> **What you will do**:
Set every entry down again exactly, omitting none.

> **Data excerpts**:
▬▬▬▬▬▬

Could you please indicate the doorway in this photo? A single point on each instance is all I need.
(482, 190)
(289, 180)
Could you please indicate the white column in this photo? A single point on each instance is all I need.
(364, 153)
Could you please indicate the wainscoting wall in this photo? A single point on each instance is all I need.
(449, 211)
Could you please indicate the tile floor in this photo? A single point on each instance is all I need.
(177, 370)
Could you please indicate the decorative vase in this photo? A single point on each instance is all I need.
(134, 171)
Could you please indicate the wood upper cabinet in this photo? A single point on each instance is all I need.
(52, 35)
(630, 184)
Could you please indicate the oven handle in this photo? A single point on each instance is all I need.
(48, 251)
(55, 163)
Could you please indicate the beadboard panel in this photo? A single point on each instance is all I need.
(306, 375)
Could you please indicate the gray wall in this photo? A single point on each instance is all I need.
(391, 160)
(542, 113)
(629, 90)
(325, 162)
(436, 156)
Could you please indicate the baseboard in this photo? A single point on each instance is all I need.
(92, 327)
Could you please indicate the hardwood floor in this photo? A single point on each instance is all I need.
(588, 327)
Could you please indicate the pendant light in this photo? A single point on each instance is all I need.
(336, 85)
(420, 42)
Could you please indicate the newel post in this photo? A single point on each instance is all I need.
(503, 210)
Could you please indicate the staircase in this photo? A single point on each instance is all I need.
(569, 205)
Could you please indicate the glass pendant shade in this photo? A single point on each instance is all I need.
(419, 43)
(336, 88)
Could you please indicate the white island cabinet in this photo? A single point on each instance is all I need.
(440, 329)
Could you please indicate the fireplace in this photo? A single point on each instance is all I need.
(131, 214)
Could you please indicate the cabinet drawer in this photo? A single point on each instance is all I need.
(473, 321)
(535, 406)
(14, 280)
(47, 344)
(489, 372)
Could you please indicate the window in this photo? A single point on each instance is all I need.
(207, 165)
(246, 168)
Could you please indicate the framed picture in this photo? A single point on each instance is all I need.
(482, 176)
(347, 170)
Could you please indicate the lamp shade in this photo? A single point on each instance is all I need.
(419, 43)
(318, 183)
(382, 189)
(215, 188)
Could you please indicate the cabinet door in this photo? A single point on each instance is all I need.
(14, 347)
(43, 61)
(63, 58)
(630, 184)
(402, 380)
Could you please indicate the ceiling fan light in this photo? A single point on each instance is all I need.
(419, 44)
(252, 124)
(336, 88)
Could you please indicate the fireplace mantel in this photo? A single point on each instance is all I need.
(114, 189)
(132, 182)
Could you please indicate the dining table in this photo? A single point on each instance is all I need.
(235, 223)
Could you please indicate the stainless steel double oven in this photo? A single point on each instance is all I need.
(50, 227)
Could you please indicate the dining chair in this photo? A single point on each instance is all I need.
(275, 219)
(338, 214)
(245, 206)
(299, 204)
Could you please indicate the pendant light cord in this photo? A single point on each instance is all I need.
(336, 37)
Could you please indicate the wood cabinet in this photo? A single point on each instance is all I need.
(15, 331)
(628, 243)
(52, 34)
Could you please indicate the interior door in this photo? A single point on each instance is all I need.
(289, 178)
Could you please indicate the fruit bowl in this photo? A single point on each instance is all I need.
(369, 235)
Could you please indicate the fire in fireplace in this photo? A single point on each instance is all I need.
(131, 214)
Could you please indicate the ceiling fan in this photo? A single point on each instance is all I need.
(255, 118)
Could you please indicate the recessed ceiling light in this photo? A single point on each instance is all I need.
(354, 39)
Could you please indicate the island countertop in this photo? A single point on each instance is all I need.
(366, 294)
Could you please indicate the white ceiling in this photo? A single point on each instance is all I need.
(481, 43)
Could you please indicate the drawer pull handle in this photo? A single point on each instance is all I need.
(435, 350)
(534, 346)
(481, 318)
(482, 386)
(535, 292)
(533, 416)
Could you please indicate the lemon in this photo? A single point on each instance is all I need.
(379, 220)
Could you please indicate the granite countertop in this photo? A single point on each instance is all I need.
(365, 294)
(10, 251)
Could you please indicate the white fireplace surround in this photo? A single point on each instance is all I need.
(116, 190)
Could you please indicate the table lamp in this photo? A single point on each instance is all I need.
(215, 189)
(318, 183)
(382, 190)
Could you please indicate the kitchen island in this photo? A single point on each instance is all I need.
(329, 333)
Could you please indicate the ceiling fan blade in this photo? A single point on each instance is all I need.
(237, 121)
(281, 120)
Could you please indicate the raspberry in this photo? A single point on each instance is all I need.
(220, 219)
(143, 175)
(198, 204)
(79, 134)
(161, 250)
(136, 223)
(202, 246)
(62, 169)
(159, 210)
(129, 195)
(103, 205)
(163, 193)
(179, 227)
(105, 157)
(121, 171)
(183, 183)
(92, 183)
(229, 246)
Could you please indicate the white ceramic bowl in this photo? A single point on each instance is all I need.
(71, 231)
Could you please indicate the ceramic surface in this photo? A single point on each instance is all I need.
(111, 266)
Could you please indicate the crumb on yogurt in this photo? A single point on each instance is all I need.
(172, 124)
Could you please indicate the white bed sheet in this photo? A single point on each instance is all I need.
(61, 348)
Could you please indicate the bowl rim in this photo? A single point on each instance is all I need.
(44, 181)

▬▬▬▬▬▬

> **Solution below**:
Could you please indicate the doorway in this photo? A single point on each instance is all I need.
(482, 190)
(289, 180)
Could you please indicate the white column in this photo? A single point on each instance is all I need.
(364, 153)
Could you please indicate the wainscoting wall in this photo? A single point on each instance is all I need.
(449, 211)
Could you please indicate the tile floor in this photo? A single point on each instance is all I need.
(177, 370)
Could you please indicate the decorative vase in this photo? A single point on each instance is all I need.
(134, 171)
Could you please indicate the wood upper cabinet in this photo? A single point on each instance is all I need.
(52, 35)
(630, 184)
Could you please indicate the oven handle in this photo? A single point on each instance is all I need.
(48, 251)
(55, 163)
Could you please indicate the beadboard panel in this photo? A single point on each instance is all I need.
(306, 375)
Could you please indicate the gray wall in this photo? A single point on each instance is all I need.
(391, 160)
(542, 113)
(629, 90)
(325, 162)
(436, 156)
Could you please indicate the baseboard in this photo? A single point on each instance is all I need.
(92, 327)
Could you please indicate the hardwood floor in this photo? A single point on each instance is all I need.
(588, 327)
Could you please indicate the pendant light in this photo? A single point on each instance is all I need.
(336, 85)
(420, 42)
Could you please indicate the newel post in this photo? A single point on each instance is all I need.
(503, 210)
Could you please indicate the staircase in this photo? A single point on each instance is all I need.
(569, 205)
Could you please indicate the glass pendant shade in this photo? A single point on each instance is all I need.
(419, 43)
(336, 88)
Could you please indicate the white island cabinet in this photo? A single point on each instance is all I need.
(440, 329)
Could you please indicate the fireplace in this photo? A single point on each instance is all I need.
(131, 214)
Could you please indicate the cabinet drawer in this photo? A single point on each instance is all I need.
(473, 321)
(535, 406)
(14, 280)
(47, 344)
(489, 372)
Could you please indicate the window in this photo? A single point on each instance is all I need.
(207, 165)
(246, 168)
Could you please indicate the framed picture in this photo? A single point on each instance is all I need.
(482, 176)
(347, 170)
Could you please indicate the lamp shade in this photo? A single point on each instance is all I need.
(419, 43)
(318, 183)
(382, 189)
(215, 188)
Could you please indicate the cabinet door in this photo? A single point on each instance is all I need.
(14, 347)
(43, 61)
(63, 58)
(630, 184)
(402, 380)
Could you please indicate the ceiling fan light in this photo? A single point on each instance is all I need.
(419, 44)
(252, 124)
(336, 88)
Could you please indicate the fireplace mantel in this photo? A single point on each instance is all I need.
(114, 189)
(132, 182)
Could you please indicate the dining table in this photo? A single point on each instance is all I need.
(235, 223)
Could you please indicate the stainless steel double oven in this photo? A single point on each instance is all I need.
(50, 227)
Could you please indicate the dining chair in this photo? A single point on each instance is all I need.
(275, 219)
(338, 214)
(245, 206)
(299, 204)
Could you please indicate the pendant light cord in this photo? A single point on each instance is all I need.
(336, 37)
Could you please indicate the wood cabinet in this photo? A single point on each instance is all I need.
(15, 331)
(628, 243)
(52, 34)
Could you please indicate the interior door in this photo? A single point on each instance is all I need.
(289, 178)
Could you please indicate the fruit bowl in this photo? A single point on each instance is all I need.
(369, 235)
Could you please indicate the fire in fireplace in this photo? A single point on each instance is all I need.
(131, 214)
Could you please indicate the ceiling fan in this photo? A single point on each instance is all I need.
(255, 118)
Could you please indicate the recessed ceiling light in this photo? A single point on each instance is all I need.
(354, 39)
Could you please indicate the island countertop in this photo? A single point on each instance is all I need.
(366, 294)
Could you please indicate the white ceiling in this photo? A single point on each instance is all I need.
(481, 43)
Could you please indicate the drawer pull handle in this photo? A single point on each instance is all I need.
(435, 350)
(534, 346)
(481, 318)
(482, 386)
(535, 292)
(533, 416)
Could you please indicate the lemon in this photo? A single point on each instance is all I need.
(379, 220)
Could you please indicate the granite countertop in this photo? A single point on each instance is all I need.
(365, 294)
(10, 251)
Could you please indicate the white fireplace surround in this photo? A single point on each instance is all I need.
(116, 190)
Could you please indicate the table lamp in this photo? A single point on each instance is all I need.
(215, 189)
(318, 183)
(382, 190)
Could you please indicate the kitchen island in this photo? A single point on each instance is all I need.
(329, 333)
Could you please indicate the ceiling fan blade in this photo? A single point on each instance is all I need.
(237, 121)
(281, 120)
Could you please indicate the raspberry in this photo? A single point on each instance is all I need.
(220, 219)
(143, 175)
(198, 204)
(79, 134)
(161, 250)
(136, 223)
(202, 246)
(62, 169)
(159, 210)
(129, 195)
(103, 205)
(163, 193)
(179, 227)
(105, 157)
(121, 171)
(183, 183)
(92, 183)
(229, 246)
Could you please indicate the white ceramic bowl in this photo? A single point on each instance is all I need.
(71, 231)
Could you please indicate the ceramic surface in this photo? A single point on each instance is all I need.
(111, 266)
Could you please indicate the crumb on yogurt in this photo? A single point on each instance is all I need.
(172, 124)
Could you please indicate the white bed sheet in this photo? A single point on each instance is all I need.
(61, 348)
Could you please indicate the bowl rim in this photo? A single point on each instance is all I need.
(44, 181)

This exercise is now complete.